Entries taken from a collection
+-------+

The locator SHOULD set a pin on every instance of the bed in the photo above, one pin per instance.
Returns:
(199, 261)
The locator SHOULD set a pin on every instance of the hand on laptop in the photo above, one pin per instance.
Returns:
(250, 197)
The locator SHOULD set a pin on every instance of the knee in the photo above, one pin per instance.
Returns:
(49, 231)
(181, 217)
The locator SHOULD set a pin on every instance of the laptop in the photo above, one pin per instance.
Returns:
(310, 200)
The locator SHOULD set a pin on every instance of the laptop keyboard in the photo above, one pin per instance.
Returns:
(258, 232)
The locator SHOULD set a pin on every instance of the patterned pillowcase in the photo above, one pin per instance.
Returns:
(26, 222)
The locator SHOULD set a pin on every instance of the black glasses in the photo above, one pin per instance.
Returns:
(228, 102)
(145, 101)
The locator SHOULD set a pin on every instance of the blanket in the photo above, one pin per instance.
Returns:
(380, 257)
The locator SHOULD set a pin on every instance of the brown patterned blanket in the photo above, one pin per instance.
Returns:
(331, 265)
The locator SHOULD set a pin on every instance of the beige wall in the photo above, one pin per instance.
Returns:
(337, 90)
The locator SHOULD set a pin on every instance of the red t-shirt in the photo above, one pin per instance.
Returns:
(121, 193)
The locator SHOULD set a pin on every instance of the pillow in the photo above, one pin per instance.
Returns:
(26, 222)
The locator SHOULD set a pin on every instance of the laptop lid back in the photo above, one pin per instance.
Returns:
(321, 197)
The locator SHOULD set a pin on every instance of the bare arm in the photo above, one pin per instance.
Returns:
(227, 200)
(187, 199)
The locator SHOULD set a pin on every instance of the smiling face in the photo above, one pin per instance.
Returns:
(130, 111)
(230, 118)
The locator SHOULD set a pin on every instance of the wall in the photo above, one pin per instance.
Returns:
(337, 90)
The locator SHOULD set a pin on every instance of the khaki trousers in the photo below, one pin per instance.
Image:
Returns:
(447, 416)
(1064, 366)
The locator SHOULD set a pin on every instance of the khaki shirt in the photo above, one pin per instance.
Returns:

+-------+

What to produce: Send back all the records above word for word.

Output of the exercise:
The locator SHOULD set a pin on every instance of the bed in the photo above, one pin per instance.
Returns:
(199, 261)
The locator SHOULD set a pin on every instance of the hand on laptop in the photo above, one pin per instance.
Returns:
(250, 197)
The locator SHOULD set a pin on every instance of the knee in the photo above, one pin per instance.
Returns:
(49, 231)
(181, 217)
The locator SHOULD set a pin on every instance of the laptop in the photo above, one pin per instance.
Returns:
(310, 200)
The locator SHOULD set a pin on every instance of the laptop keyboard in the photo above, one pin per instance.
Returns:
(258, 232)
The locator SHOULD set a pin on every instance of the patterned pillowcase in the photo above, one pin per instance.
Returns:
(26, 222)
The locator SHOULD set a pin on every instance of the black glasses in the photo above, one pin per instance.
Returns:
(228, 102)
(145, 101)
The locator SHOULD set a pin on every instance of the blanket in the photo above, one pin per instance.
Returns:
(380, 257)
The locator SHOULD set a pin on every instance of the brown patterned blanket in the photo above, one pin per instance.
Returns:
(331, 265)
The locator SHOULD set a pin on every instance of the beige wall in the photo above, one pin per instance.
Returns:
(337, 90)
The locator SHOULD set a pin on every instance of the red t-shirt in the photo above, one pin per instance.
Returns:
(121, 193)
The locator SHOULD set a pin on every instance of the pillow in the photo above, one pin per instance.
Returns:
(26, 222)
The locator SHOULD set a pin on every instance of the laptop lid back in the photo above, one pin per instance.
Returns:
(321, 197)
The locator SHOULD set a pin on every instance of the bare arm in the photo above, one pin per instance.
Returns:
(227, 200)
(187, 199)
The locator SHOULD set a pin on every instance of the smiling face in the photo above, one pin per instance.
Returns:
(130, 111)
(230, 118)
The locator SHOULD set a pin on every instance of the wall in the photo above, one pin per instance.
Returns:
(337, 90)
The locator SHOULD set a pin on every instance of the khaki trousers in the photo below, one pin per instance.
Image:
Returns:
(447, 416)
(1064, 366)
The locator SHOULD set a pin on every instance of the khaki shirt in the photo above, one pin per instance.
Returns:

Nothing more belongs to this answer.